Point localization data:
[Start of Attachment]
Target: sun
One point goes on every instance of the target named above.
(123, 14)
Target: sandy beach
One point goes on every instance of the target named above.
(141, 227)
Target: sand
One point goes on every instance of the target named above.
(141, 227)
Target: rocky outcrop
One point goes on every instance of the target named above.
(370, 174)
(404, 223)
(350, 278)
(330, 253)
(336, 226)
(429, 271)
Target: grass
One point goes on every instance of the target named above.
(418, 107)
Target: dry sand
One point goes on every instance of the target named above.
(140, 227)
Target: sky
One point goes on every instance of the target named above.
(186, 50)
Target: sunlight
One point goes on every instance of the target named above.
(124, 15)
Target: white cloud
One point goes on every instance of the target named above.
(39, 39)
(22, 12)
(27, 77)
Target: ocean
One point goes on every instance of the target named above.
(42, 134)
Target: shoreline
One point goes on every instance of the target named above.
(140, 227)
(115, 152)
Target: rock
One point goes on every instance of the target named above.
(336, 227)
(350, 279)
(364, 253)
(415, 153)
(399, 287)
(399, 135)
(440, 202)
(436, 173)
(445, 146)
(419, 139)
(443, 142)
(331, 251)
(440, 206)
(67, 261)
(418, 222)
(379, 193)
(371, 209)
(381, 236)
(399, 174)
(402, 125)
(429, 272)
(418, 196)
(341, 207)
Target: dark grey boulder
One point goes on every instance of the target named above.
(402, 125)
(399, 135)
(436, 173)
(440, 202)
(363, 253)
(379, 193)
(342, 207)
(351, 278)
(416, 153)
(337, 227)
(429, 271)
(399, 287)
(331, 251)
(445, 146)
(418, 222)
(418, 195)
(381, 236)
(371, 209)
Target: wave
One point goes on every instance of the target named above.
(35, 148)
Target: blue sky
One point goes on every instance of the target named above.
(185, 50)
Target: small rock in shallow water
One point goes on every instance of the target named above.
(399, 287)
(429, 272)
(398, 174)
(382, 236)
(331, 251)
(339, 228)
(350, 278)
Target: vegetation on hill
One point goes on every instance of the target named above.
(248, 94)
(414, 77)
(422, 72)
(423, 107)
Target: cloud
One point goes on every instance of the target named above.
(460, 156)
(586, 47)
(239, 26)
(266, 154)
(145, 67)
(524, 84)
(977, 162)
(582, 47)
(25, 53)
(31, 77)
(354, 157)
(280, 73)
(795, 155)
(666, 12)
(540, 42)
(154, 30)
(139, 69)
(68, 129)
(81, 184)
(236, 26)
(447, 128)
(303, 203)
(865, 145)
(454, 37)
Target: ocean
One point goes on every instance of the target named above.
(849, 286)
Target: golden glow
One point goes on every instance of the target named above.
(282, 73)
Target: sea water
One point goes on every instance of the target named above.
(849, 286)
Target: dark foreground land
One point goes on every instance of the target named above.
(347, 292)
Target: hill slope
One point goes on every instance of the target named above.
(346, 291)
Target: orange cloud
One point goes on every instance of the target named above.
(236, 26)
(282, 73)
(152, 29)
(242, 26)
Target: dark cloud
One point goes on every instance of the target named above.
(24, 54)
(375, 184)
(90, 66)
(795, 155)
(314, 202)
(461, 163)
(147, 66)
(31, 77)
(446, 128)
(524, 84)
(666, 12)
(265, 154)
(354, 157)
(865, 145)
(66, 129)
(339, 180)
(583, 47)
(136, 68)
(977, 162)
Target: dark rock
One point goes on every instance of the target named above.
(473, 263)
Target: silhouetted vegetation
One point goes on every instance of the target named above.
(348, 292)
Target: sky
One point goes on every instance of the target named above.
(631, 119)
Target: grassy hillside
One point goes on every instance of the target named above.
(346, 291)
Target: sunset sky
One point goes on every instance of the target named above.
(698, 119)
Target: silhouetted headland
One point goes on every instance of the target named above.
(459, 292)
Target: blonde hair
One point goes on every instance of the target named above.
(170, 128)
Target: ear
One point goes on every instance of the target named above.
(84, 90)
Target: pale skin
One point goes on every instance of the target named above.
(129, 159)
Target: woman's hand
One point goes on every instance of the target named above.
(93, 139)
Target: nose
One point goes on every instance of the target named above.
[End of Attachment]
THE TASK
Return the lines beginning at the one that contains "Target: dark cloud" and continuing through the last line of the data, exactly as they stand and without any others.

YOUR SOLUTION
Target: dark cloud
One point goes on every instance of the target named above.
(24, 54)
(375, 184)
(90, 66)
(795, 155)
(314, 202)
(461, 163)
(147, 66)
(31, 77)
(446, 128)
(524, 84)
(666, 12)
(265, 154)
(354, 157)
(865, 145)
(66, 129)
(339, 180)
(583, 47)
(136, 68)
(977, 162)
Target: dark rock
One point goes on every instance of the target named above.
(473, 263)
Target: silhouetted vegetation
One point goes on every instance of the target named above.
(348, 292)
Target: sky
One point goes on every instance of the target named above.
(631, 119)
Target: grassy hillside
One point goes on every instance of the target named above.
(346, 291)
Target: sunset sky
One point goes on every instance of the target named above.
(698, 119)
Target: silhouetted headland
One point goes on every instance of the target named above.
(459, 292)
Target: blonde hair
One point goes on every instance of the target named above.
(170, 128)
Target: ear
One point goes on every instance of the target named above.
(84, 90)
Target: pale skin
One point goes on every instance of the target named above.
(129, 159)
Target: woman's hand
One point goes on every instance of the target named above.
(93, 139)
Target: nose
One point goes on every instance of the target named above.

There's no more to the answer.